Aim: Please retype all of the records below word for word, leaving the pictures out of your answer.

[Records]

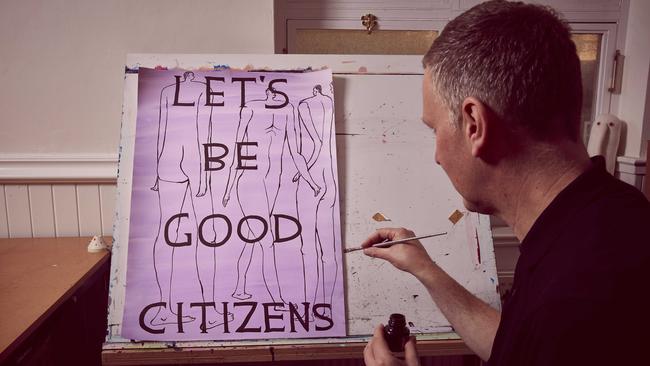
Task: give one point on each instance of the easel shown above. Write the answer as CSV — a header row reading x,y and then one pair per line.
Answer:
x,y
377,118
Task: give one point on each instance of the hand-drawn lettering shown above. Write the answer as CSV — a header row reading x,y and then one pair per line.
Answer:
x,y
188,237
268,316
294,314
218,159
325,315
243,82
242,328
143,314
277,92
209,93
178,90
241,157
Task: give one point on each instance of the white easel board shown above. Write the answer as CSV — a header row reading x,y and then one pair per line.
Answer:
x,y
385,165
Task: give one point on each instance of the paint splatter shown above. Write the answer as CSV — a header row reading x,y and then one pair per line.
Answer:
x,y
478,246
455,216
379,217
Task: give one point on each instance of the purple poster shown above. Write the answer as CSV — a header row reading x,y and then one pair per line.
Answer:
x,y
234,228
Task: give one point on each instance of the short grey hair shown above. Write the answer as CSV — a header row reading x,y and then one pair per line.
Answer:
x,y
516,58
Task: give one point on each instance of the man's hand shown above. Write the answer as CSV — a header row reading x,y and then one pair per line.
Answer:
x,y
378,353
410,256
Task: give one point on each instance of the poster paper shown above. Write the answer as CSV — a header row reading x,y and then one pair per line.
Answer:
x,y
234,229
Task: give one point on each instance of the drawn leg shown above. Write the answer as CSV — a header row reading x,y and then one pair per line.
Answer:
x,y
243,264
205,257
260,231
327,237
171,196
309,245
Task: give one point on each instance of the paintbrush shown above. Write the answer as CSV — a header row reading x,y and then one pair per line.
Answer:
x,y
387,244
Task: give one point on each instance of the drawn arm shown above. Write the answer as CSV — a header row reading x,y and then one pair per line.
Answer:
x,y
307,120
474,320
245,114
162,129
202,136
299,159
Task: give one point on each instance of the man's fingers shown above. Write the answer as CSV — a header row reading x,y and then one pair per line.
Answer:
x,y
375,252
368,357
379,346
410,353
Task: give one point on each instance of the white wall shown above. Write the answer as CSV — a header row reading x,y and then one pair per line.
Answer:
x,y
634,106
62,61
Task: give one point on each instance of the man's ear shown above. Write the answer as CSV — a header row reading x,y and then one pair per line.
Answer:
x,y
475,127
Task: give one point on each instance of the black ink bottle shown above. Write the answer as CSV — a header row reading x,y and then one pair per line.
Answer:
x,y
396,332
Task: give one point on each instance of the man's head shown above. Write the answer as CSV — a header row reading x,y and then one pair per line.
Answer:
x,y
501,79
519,60
188,75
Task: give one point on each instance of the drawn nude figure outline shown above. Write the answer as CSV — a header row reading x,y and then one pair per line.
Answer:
x,y
314,112
179,164
274,128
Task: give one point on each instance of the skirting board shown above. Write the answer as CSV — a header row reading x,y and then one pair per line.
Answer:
x,y
58,168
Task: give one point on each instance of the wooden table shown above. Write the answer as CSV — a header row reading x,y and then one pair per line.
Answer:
x,y
36,277
152,354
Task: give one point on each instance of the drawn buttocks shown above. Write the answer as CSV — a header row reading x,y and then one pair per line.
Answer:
x,y
241,235
250,229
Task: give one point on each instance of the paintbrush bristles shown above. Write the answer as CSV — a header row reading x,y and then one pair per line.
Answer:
x,y
387,244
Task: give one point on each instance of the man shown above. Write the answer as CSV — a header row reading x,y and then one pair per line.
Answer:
x,y
269,129
502,92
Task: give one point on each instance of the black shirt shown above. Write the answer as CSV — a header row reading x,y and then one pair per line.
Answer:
x,y
581,292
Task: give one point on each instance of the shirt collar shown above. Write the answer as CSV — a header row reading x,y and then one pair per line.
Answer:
x,y
554,219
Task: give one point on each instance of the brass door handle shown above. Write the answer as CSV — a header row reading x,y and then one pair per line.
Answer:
x,y
369,21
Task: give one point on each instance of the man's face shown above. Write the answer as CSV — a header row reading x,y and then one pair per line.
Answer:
x,y
452,151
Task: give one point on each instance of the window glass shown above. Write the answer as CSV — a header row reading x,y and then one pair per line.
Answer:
x,y
588,46
359,42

Exercise output:
Task: give one point on each instance of the easel shown above. Write the answer as CSV — a header row reading x,y and then one pair per line.
Answer:
x,y
377,118
Task: give one point on each instance of the hand-drawn lettering shown above. Write the answer as CSV — a header row reading x,y and then one pair per line.
Answer:
x,y
188,237
268,316
294,314
218,159
325,315
243,82
242,328
143,314
277,92
209,93
178,90
241,157
Task: give one point on each instance of the white easel board shown above. Write the answer as CSV — a header row reading x,y and then one pair per line.
Answer:
x,y
385,165
Task: give one point on each instance of the paint splatter shown above. Write the answer as CSV — a header row reading x,y and then one pair per line.
Answer:
x,y
478,246
455,216
379,217
Task: give one point on each instance of the purple poster shown above. Write the answer as CSV — a header row reading x,y and then one pair per line.
Answer:
x,y
234,228
Task: give one point on each instance of the short grey hair shown above. Write the answer as CSV — a header row reading x,y and then one pair per line.
Answer:
x,y
516,58
Task: give one point on each instance of the man's hand shown above. Write the answer as CSV — a header row reading x,y and then one pair per line.
Answer:
x,y
378,353
410,256
Task: give one point on each instance of the poster paper shown above. Write the answer as CSV — a header row reading x,y and then one pair per line.
Answer:
x,y
234,229
Task: give one point on each instance of the drawn leg shown above. Write the answer as CSV — a header row reading x,y and then one pair per line.
Answer:
x,y
243,264
205,257
260,231
327,237
171,196
309,245
Task: give one point on each instance of the paintbrush shown above. Write the answer as CSV — a header row reading x,y and then one pair per line.
Answer:
x,y
387,244
Task: give one point on each instance of the drawn arm shown above. Write the answer as CSV — a header row reading x,y and then one pair per line.
Answer:
x,y
307,120
474,320
245,114
162,129
202,136
299,159
Task: give one point on each instance of the man's fingers shown above. Write the answer as CSV — a header row reading x,y and then one pair per line.
Answer:
x,y
375,252
368,357
379,346
410,353
Task: give one point on each instance of the white wall shown above. Write the answer as CSV — a header row reading x,y and then one pair per line.
Answer:
x,y
634,106
62,61
Task: give one point on each instance of the man's ear shown above. Write the answer as CSV — a header row reading x,y and then one pair per line.
Answer:
x,y
475,127
Task: give one point on each instance of the black ink bottle shown above. Write the answer as CSV — a header row reading x,y and then one pair per line.
Answer:
x,y
396,332
Task: give one point on each instance of the man's head shown above. Write the answer as CSV — a header row reading x,y and then one pair per line.
Answer:
x,y
501,79
519,60
188,75
Task: give one point on each instance of the drawn nude figure outline shown above. Write the answer as CSV — a header row reading x,y and then one pair per line.
Answer:
x,y
314,112
179,164
274,128
Task: give one point on each instance of the skirting board shown above. Write the answer as CSV — a header row reading x,y and then one pair per line.
Answer:
x,y
58,168
Task: give one point on each instance of the wooden table shown above. Write the answer as CSV — a header row reading x,y and then one pair per line.
Answer:
x,y
36,277
152,354
Task: give one point on each instance of the drawn buttocks shown above. Write the answer as CSV — a header row reading x,y and then one pair per line.
Answer:
x,y
241,235
250,229
Task: give one point on each instance of the paintbrush bristles shown above. Write the answer as CSV — a header row reading x,y and then one pair per line.
Answer:
x,y
387,244
Task: give one point on each instance of the man shown above. Write the answer as CSV — a header row reading x,y and then one pair per line.
Answer:
x,y
269,129
502,92
Task: give one point on each instance of the black shirt shown above. Write the answer as CSV — a header row reading x,y and then one pair per line.
Answer:
x,y
581,292
Task: give one point on each instance of the shirt collar shown above. Write the answer as CSV — a header row reading x,y and then one pair per line.
Answer:
x,y
554,219
Task: give one point on each instance of the brass door handle shown above. Write the answer as CSV — a header row reading x,y and then one pair per line.
Answer:
x,y
369,21
Task: give one point on each instance of the man's face shown above. Write the answer as CSV — a header row reading x,y and then one pair per line.
Answer:
x,y
452,151
Task: give one point on each instance of the window glass shown above. Write the answer as CSV — a header row reading x,y and then one pair per line.
Answer:
x,y
588,46
359,42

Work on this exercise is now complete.